§ Work required
Render every line of the entries below as a JSON list of strings, with one string per line and blank lines omitted.

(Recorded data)
——————

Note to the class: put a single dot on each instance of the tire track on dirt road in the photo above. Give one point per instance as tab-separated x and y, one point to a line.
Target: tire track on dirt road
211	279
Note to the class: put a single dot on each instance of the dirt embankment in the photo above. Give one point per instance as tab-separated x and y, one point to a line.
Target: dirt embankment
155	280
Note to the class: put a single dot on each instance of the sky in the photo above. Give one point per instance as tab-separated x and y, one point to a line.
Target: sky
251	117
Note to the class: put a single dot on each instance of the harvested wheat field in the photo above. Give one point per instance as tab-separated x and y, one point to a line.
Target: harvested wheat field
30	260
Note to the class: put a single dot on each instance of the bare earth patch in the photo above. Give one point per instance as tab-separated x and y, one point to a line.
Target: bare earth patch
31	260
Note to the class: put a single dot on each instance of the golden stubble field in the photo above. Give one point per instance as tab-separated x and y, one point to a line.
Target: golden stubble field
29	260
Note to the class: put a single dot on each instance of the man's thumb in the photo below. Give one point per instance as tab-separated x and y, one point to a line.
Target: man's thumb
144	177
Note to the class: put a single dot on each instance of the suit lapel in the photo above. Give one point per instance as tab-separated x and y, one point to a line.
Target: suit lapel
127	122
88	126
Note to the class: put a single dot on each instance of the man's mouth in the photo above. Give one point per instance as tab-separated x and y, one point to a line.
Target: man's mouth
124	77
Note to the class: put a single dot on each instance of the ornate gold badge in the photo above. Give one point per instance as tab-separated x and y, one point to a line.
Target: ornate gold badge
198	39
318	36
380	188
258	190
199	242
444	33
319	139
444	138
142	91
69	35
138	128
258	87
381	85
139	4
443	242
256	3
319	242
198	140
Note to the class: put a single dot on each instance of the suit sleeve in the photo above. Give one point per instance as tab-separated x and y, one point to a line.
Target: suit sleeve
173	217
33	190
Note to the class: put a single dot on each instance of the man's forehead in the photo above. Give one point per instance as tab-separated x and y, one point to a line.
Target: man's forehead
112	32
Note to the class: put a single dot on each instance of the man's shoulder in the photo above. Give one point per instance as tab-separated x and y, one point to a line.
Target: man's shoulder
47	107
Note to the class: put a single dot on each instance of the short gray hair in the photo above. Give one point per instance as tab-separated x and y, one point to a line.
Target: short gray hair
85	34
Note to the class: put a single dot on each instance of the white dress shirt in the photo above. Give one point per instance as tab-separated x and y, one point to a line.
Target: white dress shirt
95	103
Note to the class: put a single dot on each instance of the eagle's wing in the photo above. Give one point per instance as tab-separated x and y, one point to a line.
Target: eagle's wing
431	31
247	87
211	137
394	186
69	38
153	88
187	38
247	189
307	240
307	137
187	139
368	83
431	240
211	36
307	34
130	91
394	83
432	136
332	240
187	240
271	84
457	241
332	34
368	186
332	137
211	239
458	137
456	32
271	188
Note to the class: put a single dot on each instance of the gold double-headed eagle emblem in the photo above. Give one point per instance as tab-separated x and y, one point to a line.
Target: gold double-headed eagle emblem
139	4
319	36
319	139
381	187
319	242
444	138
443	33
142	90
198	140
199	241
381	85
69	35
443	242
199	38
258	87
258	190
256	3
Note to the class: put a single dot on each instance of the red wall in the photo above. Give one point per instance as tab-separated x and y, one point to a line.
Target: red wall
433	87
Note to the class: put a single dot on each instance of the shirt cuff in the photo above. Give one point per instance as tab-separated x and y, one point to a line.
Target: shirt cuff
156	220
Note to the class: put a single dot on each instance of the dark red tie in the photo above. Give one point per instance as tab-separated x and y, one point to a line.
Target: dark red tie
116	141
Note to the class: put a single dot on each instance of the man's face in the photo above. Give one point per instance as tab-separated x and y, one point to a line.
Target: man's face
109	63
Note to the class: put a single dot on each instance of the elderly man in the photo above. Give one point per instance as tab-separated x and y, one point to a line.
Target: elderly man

——————

§ Written response
[
  "Note to the class: put a single dot on each instance of the tire track on dirt road in the photo above. Give one point per instance as tab-separated x and y, one point to a line.",
  "Target: tire track on dirt road",
  "211\t279",
  "Note to the class: put a single dot on each instance of the dirt embankment in the photo above. Give one point per instance as tab-separated x and y, one point to a line.",
  "Target: dirt embankment",
  "155\t280",
  "Note to the class: put a single dot on each instance of the sky in the photo above. Give one point per instance as tab-separated x and y, one point to a line.",
  "Target: sky",
  "251\t117",
  "Note to the class: put a single dot on each instance of the harvested wheat field in the photo above. Give one point per instance as tab-separated x and y, one point to a line.",
  "Target: harvested wheat field",
  "30\t260",
  "Note to the class: put a single dot on each instance of the bare earth patch in the photo above. Give one point per instance as tab-separated x and y, one point to a line.",
  "Target: bare earth patch",
  "31\t260",
  "Note to the class: put a single dot on each instance of the golden stubble field in the photo above. Give one point per instance as tab-separated x and y, one point to a line.",
  "Target: golden stubble field",
  "29\t260",
  "Note to the class: put a single dot on each instance of the man's thumb in the photo below. Give one point per instance as tab-separated x and y, one point to a line.",
  "Target: man's thumb",
  "144\t177",
  "Note to the class: put a single dot on each instance of the suit lapel in the photo above. Give one point per instance as tab-separated x and y, one point to a line.",
  "Target: suit lapel",
  "127\t122",
  "88\t126",
  "Note to the class: put a single dot on each instance of the man's mouth in the photo above. Give one point per instance as tab-separated x and y, one point to a line.",
  "Target: man's mouth",
  "124\t77",
  "Note to the class: put a single dot on each instance of the ornate gold badge in the photo above. Give one point per instance as tab-separated x and y, one point to a line.",
  "Target: ornate gold badge",
  "198\t39",
  "318\t36",
  "380\t188",
  "258\t190",
  "199\t242",
  "444\t33",
  "319\t139",
  "444\t138",
  "142\t91",
  "69\t35",
  "138\t128",
  "258\t87",
  "381\t85",
  "139\t4",
  "443\t242",
  "256\t3",
  "319\t242",
  "198\t140",
  "Note to the class: put a single dot on each instance of the suit sleeve in the photo above. Give one point per instance as tab-separated x and y, one point to a line.",
  "Target: suit sleeve",
  "173\t217",
  "33\t190",
  "Note to the class: put a single dot on each instance of the man's forehead in the photo above. Give one point per instance as tab-separated x and y, one point to a line.",
  "Target: man's forehead",
  "112\t32",
  "Note to the class: put a single dot on each instance of the man's shoulder in the photo above. Give one point per instance as tab-separated x and y, one point to a line.",
  "Target: man's shoulder",
  "47\t107",
  "Note to the class: put a single dot on each instance of the short gray hair in the photo above. Give one point per instance as tab-separated x and y, one point to a line.",
  "Target: short gray hair",
  "85\t34",
  "Note to the class: put a single dot on each instance of the white dress shirt in the photo above. Give one point per instance as tab-separated x and y, one point to a line.",
  "Target: white dress shirt",
  "95\t103",
  "Note to the class: put a single dot on each instance of the eagle's wing in the photo above. Give one point per instance as tab-separated x and y, one point to a line.",
  "Target: eagle's wing",
  "431\t31",
  "247\t87",
  "211\t137",
  "394\t186",
  "69\t38",
  "153\t88",
  "187\t38",
  "247\t189",
  "307\t240",
  "307\t137",
  "187\t139",
  "368\t83",
  "431\t240",
  "211\t36",
  "307\t34",
  "130\t91",
  "394\t83",
  "432\t136",
  "332\t240",
  "187\t240",
  "271\t84",
  "457\t241",
  "332\t34",
  "368\t186",
  "332\t137",
  "211\t239",
  "458\t137",
  "456\t32",
  "271\t188",
  "Note to the class: put a single dot on each instance of the gold double-headed eagle emblem in the photo above. Give one point per instance as tab-separated x and y, one point to a line.",
  "Target: gold double-headed eagle emblem",
  "139\t4",
  "319\t36",
  "319\t139",
  "381\t187",
  "319\t242",
  "444\t138",
  "443\t33",
  "142\t90",
  "198\t140",
  "199\t241",
  "381\t85",
  "69\t35",
  "443\t242",
  "199\t38",
  "258\t87",
  "258\t190",
  "256\t3",
  "Note to the class: put a single dot on each instance of the red wall in the photo above. Give one point per instance as tab-separated x and y, one point to a line.",
  "Target: red wall",
  "433\t87",
  "Note to the class: put a single dot on each instance of the shirt cuff in the photo above. Give one point per instance as tab-separated x and y, one point to a line.",
  "Target: shirt cuff",
  "156\t220",
  "Note to the class: put a single dot on each instance of the dark red tie in the photo above. Give one point per instance as tab-separated x and y, one point to a line.",
  "Target: dark red tie",
  "116\t141",
  "Note to the class: put a single dot on each instance of the man's face in the photo above. Give one point per instance as tab-separated x and y, one point to a line.",
  "Target: man's face",
  "109\t63",
  "Note to the class: put a single dot on each instance of the elderly man in the photo above. Give one point per instance as tab-separated x and y, one point to a line.",
  "Target: elderly man"
]